[Source data]
:::
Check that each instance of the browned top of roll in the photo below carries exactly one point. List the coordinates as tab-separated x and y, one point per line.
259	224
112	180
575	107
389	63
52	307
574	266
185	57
:::
__Directive__.
Reproduce every row above verbatim, line for line, without changing anything.

__Response__.
Check that each instance of the browned top of roll in the photo below carries exactly one point. List the coordinates as tab-separated x and y, one point per line.
259	224
112	180
575	107
389	63
52	307
574	266
185	57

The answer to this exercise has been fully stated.